### Annotated photo localization data
★ ★ ★ ★
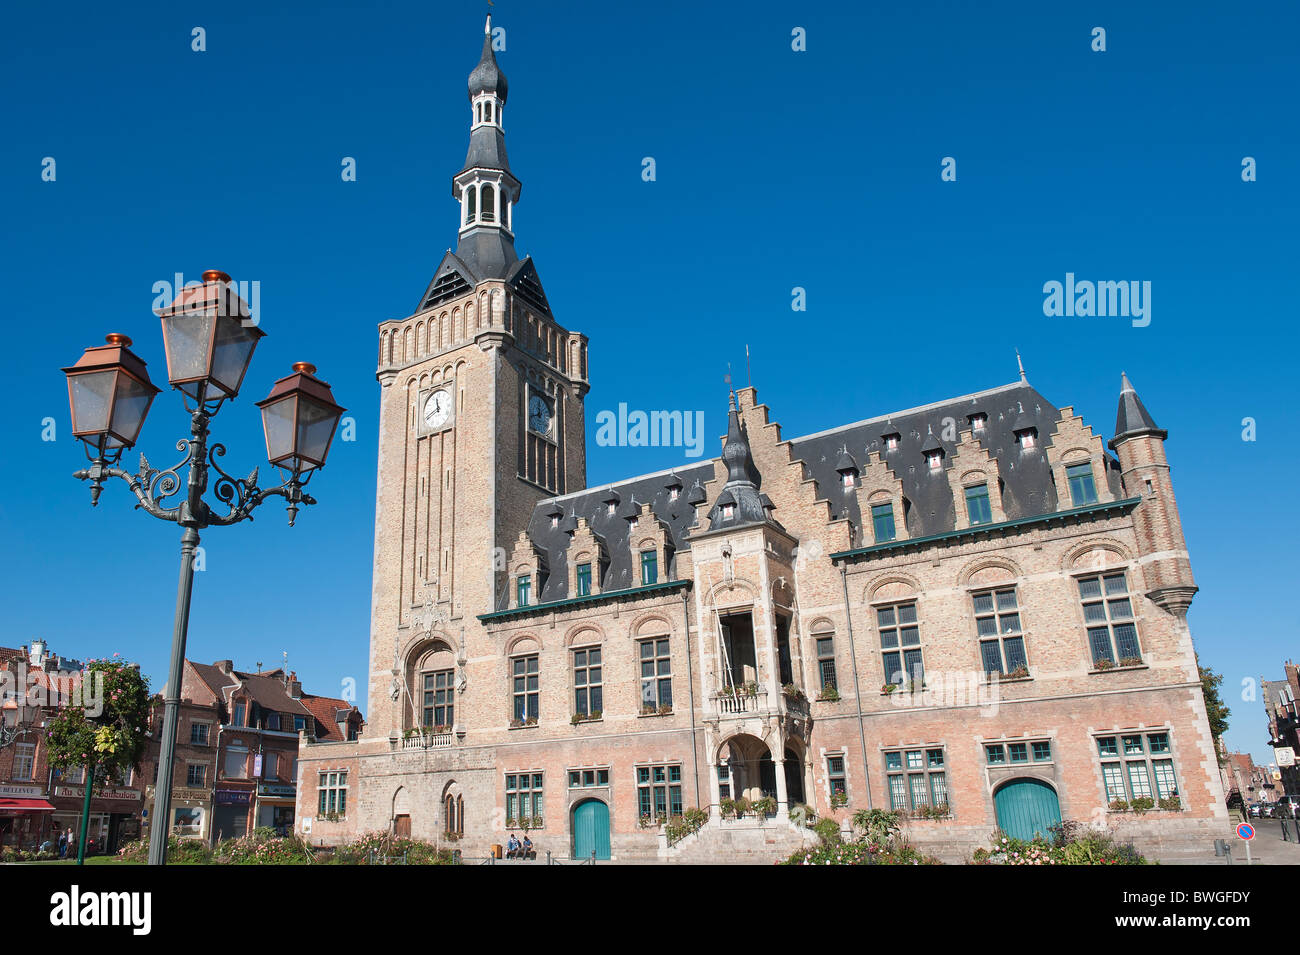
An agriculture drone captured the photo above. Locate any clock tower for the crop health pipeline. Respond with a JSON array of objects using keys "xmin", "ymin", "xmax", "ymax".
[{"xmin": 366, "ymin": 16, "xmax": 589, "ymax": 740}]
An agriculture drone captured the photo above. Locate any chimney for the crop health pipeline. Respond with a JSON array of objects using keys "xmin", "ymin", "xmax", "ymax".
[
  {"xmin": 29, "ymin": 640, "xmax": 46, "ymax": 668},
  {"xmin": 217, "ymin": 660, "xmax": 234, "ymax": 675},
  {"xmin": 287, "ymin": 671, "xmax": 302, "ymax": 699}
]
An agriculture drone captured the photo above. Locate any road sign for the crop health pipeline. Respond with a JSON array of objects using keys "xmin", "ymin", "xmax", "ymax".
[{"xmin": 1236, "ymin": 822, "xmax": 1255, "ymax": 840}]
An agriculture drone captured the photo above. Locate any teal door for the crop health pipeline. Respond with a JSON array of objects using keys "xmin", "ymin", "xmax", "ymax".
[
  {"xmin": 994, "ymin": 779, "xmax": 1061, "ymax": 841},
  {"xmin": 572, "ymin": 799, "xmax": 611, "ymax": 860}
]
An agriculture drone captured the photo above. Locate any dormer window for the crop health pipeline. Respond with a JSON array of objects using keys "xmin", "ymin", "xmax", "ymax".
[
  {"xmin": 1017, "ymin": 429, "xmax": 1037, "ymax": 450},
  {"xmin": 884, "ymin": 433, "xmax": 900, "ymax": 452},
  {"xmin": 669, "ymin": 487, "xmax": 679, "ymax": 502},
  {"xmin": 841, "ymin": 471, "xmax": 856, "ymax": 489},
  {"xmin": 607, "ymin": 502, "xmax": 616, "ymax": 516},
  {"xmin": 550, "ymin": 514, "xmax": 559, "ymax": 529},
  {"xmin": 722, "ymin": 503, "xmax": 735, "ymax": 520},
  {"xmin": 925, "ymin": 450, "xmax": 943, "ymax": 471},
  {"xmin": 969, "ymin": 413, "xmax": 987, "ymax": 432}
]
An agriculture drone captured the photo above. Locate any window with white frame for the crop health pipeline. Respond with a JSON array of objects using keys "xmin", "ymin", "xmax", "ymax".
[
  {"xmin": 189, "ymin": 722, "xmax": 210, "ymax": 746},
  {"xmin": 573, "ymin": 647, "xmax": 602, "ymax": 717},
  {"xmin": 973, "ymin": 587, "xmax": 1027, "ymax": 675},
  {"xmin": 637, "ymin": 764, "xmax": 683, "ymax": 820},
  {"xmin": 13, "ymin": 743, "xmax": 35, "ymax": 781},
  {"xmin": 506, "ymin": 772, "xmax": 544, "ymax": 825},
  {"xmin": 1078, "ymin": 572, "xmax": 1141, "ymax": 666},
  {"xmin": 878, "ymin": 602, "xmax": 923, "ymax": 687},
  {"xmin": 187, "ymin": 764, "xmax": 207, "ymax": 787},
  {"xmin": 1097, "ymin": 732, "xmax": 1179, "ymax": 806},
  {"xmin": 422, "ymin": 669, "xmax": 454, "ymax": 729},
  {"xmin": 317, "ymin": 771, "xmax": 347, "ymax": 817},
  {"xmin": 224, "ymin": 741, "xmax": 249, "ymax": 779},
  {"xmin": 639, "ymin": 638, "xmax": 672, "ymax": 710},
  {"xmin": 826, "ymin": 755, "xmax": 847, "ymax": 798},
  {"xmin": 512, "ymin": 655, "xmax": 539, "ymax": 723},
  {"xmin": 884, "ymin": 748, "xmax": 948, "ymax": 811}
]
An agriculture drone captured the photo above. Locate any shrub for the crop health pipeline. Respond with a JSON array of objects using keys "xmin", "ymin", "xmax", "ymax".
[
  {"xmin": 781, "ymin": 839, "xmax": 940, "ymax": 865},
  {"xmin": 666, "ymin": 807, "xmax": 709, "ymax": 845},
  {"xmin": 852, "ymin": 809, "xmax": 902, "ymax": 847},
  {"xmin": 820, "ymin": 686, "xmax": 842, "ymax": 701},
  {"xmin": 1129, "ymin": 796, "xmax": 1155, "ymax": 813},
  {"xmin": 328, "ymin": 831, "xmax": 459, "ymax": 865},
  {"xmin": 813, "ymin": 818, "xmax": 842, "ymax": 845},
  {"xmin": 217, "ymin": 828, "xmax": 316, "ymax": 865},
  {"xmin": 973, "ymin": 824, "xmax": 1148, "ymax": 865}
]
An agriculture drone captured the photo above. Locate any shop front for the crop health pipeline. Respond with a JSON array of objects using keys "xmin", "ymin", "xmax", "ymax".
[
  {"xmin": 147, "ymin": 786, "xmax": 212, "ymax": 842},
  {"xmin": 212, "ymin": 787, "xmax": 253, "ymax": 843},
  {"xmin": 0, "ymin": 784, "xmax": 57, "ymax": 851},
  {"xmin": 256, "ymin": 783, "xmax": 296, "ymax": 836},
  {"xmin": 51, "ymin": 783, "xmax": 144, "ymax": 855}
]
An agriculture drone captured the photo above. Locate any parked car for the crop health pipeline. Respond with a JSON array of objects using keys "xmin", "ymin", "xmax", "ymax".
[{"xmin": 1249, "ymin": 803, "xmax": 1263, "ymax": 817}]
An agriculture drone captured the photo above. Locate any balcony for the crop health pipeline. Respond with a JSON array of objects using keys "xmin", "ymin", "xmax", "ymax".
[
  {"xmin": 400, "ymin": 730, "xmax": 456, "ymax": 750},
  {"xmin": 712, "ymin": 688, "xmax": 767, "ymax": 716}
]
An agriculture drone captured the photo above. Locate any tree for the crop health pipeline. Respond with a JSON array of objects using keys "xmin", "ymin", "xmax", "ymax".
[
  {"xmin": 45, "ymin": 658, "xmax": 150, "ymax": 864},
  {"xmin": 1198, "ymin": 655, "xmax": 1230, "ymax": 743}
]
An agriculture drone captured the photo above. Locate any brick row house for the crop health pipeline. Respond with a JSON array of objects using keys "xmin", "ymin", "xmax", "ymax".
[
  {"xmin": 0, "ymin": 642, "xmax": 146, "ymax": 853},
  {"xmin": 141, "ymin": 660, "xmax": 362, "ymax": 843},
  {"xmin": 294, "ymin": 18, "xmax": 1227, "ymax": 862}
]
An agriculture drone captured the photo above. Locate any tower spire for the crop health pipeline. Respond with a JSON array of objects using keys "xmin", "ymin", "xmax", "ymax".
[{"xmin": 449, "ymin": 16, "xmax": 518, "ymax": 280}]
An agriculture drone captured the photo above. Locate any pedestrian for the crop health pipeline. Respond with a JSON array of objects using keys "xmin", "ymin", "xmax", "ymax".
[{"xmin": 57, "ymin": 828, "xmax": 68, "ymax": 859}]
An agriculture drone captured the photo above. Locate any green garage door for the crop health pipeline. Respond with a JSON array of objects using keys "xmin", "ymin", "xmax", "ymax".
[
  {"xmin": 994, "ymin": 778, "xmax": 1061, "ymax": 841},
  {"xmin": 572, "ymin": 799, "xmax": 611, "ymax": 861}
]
★ ★ ★ ★
### Task item
Without changing a word, transcribe all of the data and omit its images.

### Exercise output
An agriculture drone captured the photo above. Locate any clock tower for the crop health pipeline. Respond with a JSON array of objects using keys "xmin", "ymin", "xmax", "ymax".
[{"xmin": 366, "ymin": 16, "xmax": 589, "ymax": 740}]
An agriculture drone captured the photo above. Locate any chimney for the crop health pipeline. Respond with a JSON array of objects using keys "xmin", "ymin", "xmax", "ymax".
[
  {"xmin": 29, "ymin": 640, "xmax": 46, "ymax": 668},
  {"xmin": 217, "ymin": 660, "xmax": 234, "ymax": 675},
  {"xmin": 287, "ymin": 671, "xmax": 302, "ymax": 699}
]
An agriculture drone captured the photo above. Locate any road sign for the crop health pipeline. Respond with a JSON array of objects using keys "xmin", "ymin", "xmax", "ymax".
[{"xmin": 1236, "ymin": 822, "xmax": 1255, "ymax": 840}]
An agriculture drone captured the photo above. Locate any teal door for the crop health pipeline. Respond with a JSON array of objects using keys "xmin", "ymin", "xmax", "ymax".
[
  {"xmin": 994, "ymin": 779, "xmax": 1061, "ymax": 841},
  {"xmin": 572, "ymin": 799, "xmax": 611, "ymax": 860}
]
An agriculture drone captured the photo above. Locate any dormer window for the crop health pipeline. Respond with a JSON array of objects using keys "xmin", "ymin", "xmax", "ymax".
[
  {"xmin": 1017, "ymin": 429, "xmax": 1037, "ymax": 450},
  {"xmin": 884, "ymin": 433, "xmax": 900, "ymax": 452},
  {"xmin": 669, "ymin": 487, "xmax": 679, "ymax": 502},
  {"xmin": 841, "ymin": 471, "xmax": 856, "ymax": 489},
  {"xmin": 607, "ymin": 502, "xmax": 616, "ymax": 516},
  {"xmin": 550, "ymin": 514, "xmax": 559, "ymax": 529},
  {"xmin": 722, "ymin": 503, "xmax": 735, "ymax": 520},
  {"xmin": 925, "ymin": 450, "xmax": 943, "ymax": 471},
  {"xmin": 969, "ymin": 413, "xmax": 987, "ymax": 432}
]
An agriculture drone captured the photo above. Locate any window with white frame for the crop health pipeline. Respond with a JSON array of objects using keys "xmin", "ymin", "xmax", "ymax".
[
  {"xmin": 189, "ymin": 722, "xmax": 210, "ymax": 746},
  {"xmin": 573, "ymin": 647, "xmax": 602, "ymax": 717},
  {"xmin": 973, "ymin": 587, "xmax": 1027, "ymax": 675},
  {"xmin": 637, "ymin": 764, "xmax": 683, "ymax": 820},
  {"xmin": 13, "ymin": 743, "xmax": 35, "ymax": 781},
  {"xmin": 506, "ymin": 772, "xmax": 544, "ymax": 825},
  {"xmin": 1078, "ymin": 572, "xmax": 1141, "ymax": 666},
  {"xmin": 878, "ymin": 602, "xmax": 923, "ymax": 687},
  {"xmin": 187, "ymin": 764, "xmax": 207, "ymax": 787},
  {"xmin": 1097, "ymin": 732, "xmax": 1179, "ymax": 806},
  {"xmin": 422, "ymin": 669, "xmax": 454, "ymax": 729},
  {"xmin": 317, "ymin": 771, "xmax": 347, "ymax": 817},
  {"xmin": 224, "ymin": 741, "xmax": 249, "ymax": 779},
  {"xmin": 639, "ymin": 638, "xmax": 672, "ymax": 710},
  {"xmin": 826, "ymin": 755, "xmax": 847, "ymax": 798},
  {"xmin": 512, "ymin": 655, "xmax": 539, "ymax": 723},
  {"xmin": 884, "ymin": 748, "xmax": 948, "ymax": 811}
]
An agriculture drone captured the photo above. Locate any shrub for the crop health pipeline. Respond with a JSON array of objects using keys "xmin", "ymin", "xmax", "ymax".
[
  {"xmin": 781, "ymin": 839, "xmax": 940, "ymax": 865},
  {"xmin": 666, "ymin": 807, "xmax": 709, "ymax": 845},
  {"xmin": 852, "ymin": 809, "xmax": 902, "ymax": 847},
  {"xmin": 820, "ymin": 686, "xmax": 842, "ymax": 701},
  {"xmin": 1129, "ymin": 796, "xmax": 1155, "ymax": 813},
  {"xmin": 328, "ymin": 831, "xmax": 459, "ymax": 865},
  {"xmin": 813, "ymin": 818, "xmax": 842, "ymax": 845},
  {"xmin": 217, "ymin": 828, "xmax": 316, "ymax": 865},
  {"xmin": 973, "ymin": 824, "xmax": 1148, "ymax": 865}
]
An agriculture drone captured the photo above. Locate any shop front for the crop health pipeline. Respond with a JSON array of objects using keys "xmin", "ymin", "xmax", "ymax".
[
  {"xmin": 147, "ymin": 786, "xmax": 212, "ymax": 842},
  {"xmin": 212, "ymin": 787, "xmax": 253, "ymax": 843},
  {"xmin": 0, "ymin": 784, "xmax": 57, "ymax": 851},
  {"xmin": 256, "ymin": 783, "xmax": 296, "ymax": 836},
  {"xmin": 51, "ymin": 783, "xmax": 144, "ymax": 855}
]
An agriculture drone captured the photo above. Locate any parked car for the crop health pipeline. Respond with a JSON array of objects using keys "xmin", "ymin", "xmax", "ymax".
[{"xmin": 1249, "ymin": 803, "xmax": 1263, "ymax": 817}]
An agriculture drone captured the photo above. Locate any balcony for the crop health pipeline. Respond with a JSON array of objects using keys "xmin", "ymin", "xmax", "ymax".
[
  {"xmin": 400, "ymin": 730, "xmax": 456, "ymax": 750},
  {"xmin": 712, "ymin": 688, "xmax": 767, "ymax": 716}
]
An agriculture drone captured the photo above. Locate any tree for the crop health pipeline. Respond with a JSON array of objects using keys "xmin", "ymin", "xmax", "ymax".
[
  {"xmin": 45, "ymin": 658, "xmax": 150, "ymax": 864},
  {"xmin": 1198, "ymin": 655, "xmax": 1230, "ymax": 743}
]
An agriculture drone captured the photo above. Locate any brick row house for the crop health pipeline. Respond with a JSON array of objects using keys "xmin", "ymin", "xmax", "ymax".
[
  {"xmin": 0, "ymin": 642, "xmax": 146, "ymax": 853},
  {"xmin": 141, "ymin": 660, "xmax": 362, "ymax": 843},
  {"xmin": 294, "ymin": 18, "xmax": 1227, "ymax": 862}
]
An agriculture drone captured the photo above. Locate any tower spire for the crop health pipeline. Respond with a JSON array of objects using keys "xmin", "ymin", "xmax", "ymax".
[{"xmin": 449, "ymin": 16, "xmax": 518, "ymax": 280}]
An agriculture drone captured the photo above. Locate any pedestrian for the crop health pipeline. Respond with a JSON array of objects using keys "xmin", "ymin", "xmax", "ymax".
[{"xmin": 57, "ymin": 828, "xmax": 68, "ymax": 859}]
An agriculture drone captured the photo above. Locate any green garage door for the crop health pipeline. Respond with a JSON array of objects using keys "xmin", "ymin", "xmax", "ymax".
[
  {"xmin": 994, "ymin": 778, "xmax": 1061, "ymax": 841},
  {"xmin": 572, "ymin": 799, "xmax": 611, "ymax": 861}
]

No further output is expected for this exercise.